*Consegna a:* Seleziona e copia ogni riga dei record in cui compare la stringa "true".

*Fonte:*
━━━━━━━━━━━━━━━━━━━━

Dopo 10 mesi da “Protective Edge”, l’offensiva israeliana contro la Striscia di Gaza che tra luglio e agosto 2014 ha seminato morte e distruzione nell’enclave costiera, per i gazawi è arrivato il mese di Ramadan, il periodo sacro dell’Islam. E anche la preghiera, come tutti gli aspetti della vita dei palestinesi di Gaza, è segnata profondamente dalle conseguenze della violenza sionista. La distruzione totale di 150 moschee, il danneggiamento parziale di altre 67 e l’impossibilità di avviare la ricostruzione per l’assedio che stringe come in una morsa la Striscia hanno costretto i gazawi a cercare luoghi alternativi da adibire alla preghiera.

Il Palestinian Religious Endowment Ministry ha provveduto ad attrezzare i fedeli di alcune tende, dove potranno recitare le loro cinque preghiere quotidiane. Il Ramadan è il nono mese dell’anno nel calendario lunare dei musulmani. E’ il mese dedicato al digiuno, alla preghiera e alla meditazione. Al tramonto il digiuno viene interrotto e ci si riunisce per il pasto serale, l’Iftar e per recitare particolari preghiere dette Taraweeh.

Ismail Haniyeh, leader di Hamas, ha partecipato alla preghiera nel campo profughi di Al-Shati, nella parte occidentale di Gaza City e, rivolgendosi ai fedeli, ha dichiarato: “La guerra ha segnato lo scorso Ramadan e ora ci troviamo a pagarne le conseguenze in questo Ramadan”. Un pensiero e un messaggio anche per i palestinesi in Siria, nel campo profughi di Yarmouk: “Noi diciamo ai palestinesi di Yarmouk che i nostri cuori sono con loro, i nostri atti sono con loro e le nostre spade sono con loro fino al loro ritorno in Palestina”. Haniyeh ha, inoltre, esortato tutti i musulmani di tutti i Paesi arabi a unirsi alla lotta per la Libertà e la Dignità del popolo palestinese e degli altri popoli oppressi.

━━━━━━━━━━━━━━━━━━━━

*Dati archiviati:*
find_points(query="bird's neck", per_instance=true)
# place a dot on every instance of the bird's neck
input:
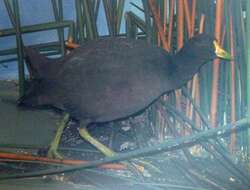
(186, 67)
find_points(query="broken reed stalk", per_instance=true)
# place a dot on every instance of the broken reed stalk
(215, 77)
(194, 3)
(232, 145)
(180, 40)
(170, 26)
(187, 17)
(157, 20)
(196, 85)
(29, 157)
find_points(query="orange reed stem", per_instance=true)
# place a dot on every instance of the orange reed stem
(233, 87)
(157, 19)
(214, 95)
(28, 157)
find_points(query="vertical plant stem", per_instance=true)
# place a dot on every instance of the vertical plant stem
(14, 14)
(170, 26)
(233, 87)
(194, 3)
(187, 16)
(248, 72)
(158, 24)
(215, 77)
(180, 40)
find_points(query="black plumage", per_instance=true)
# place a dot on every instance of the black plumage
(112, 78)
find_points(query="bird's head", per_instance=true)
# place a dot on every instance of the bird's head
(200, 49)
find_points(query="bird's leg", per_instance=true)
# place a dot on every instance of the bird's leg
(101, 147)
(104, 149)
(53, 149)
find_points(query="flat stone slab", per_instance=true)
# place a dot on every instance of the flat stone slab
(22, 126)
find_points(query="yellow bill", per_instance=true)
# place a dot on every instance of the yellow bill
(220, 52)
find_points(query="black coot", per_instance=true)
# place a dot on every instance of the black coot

━━━━━━━━━━━━━━━━━━━━

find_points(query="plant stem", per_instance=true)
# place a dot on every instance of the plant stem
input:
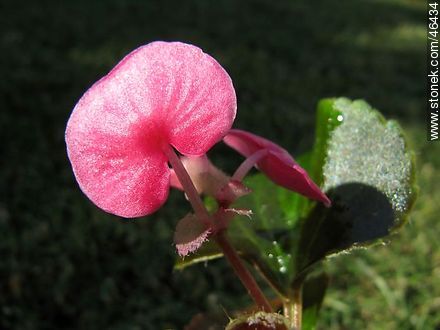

━━━━━━━━━━━━━━━━━━━━

*Consegna b:* Per ciascuna affermazione, rispondi sì o no a seconda che concordi o meno con il testo sul Ramadan a Gaza, citando le parole decisive: (i) un ministero ha fornito ai fedeli alcune tende per la preghiera; (ii) il Ramadan è il decimo mese del calendario lunare dei musulmani; (iii) Ismail Haniyeh ha partecipato alla preghiera nel campo profughi di Yarmouk.

*Soluzione completa a:*
find_points(query="bird's neck", per_instance=true)
find_points(query="broken reed stalk", per_instance=true)
find_points(query="orange reed stem", per_instance=true)
find_points(query="vertical plant stem", per_instance=true)
find_points(query="black plumage", per_instance=true)
find_points(query="bird's head", per_instance=true)
find_points(query="bird's leg", per_instance=true)
find_points(query="flat stone slab", per_instance=true)
find_points(query="yellow bill", per_instance=true)
find_points(query="black coot", per_instance=true)
find_points(query="plant stem", per_instance=true)

*Soluzione completa b:*
(i) Sì: «Il Palestinian Religious Endowment Ministry ha provveduto ad attrezzare i fedeli di alcune tende, dove potranno recitare le loro cinque preghiere quotidiane».
(ii) No: «Il Ramadan è il nono mese dell’anno nel calendario lunare dei musulmani».
(iii) No: «ha partecipato alla preghiera nel campo profughi di Al-Shati, nella parte occidentale di Gaza City».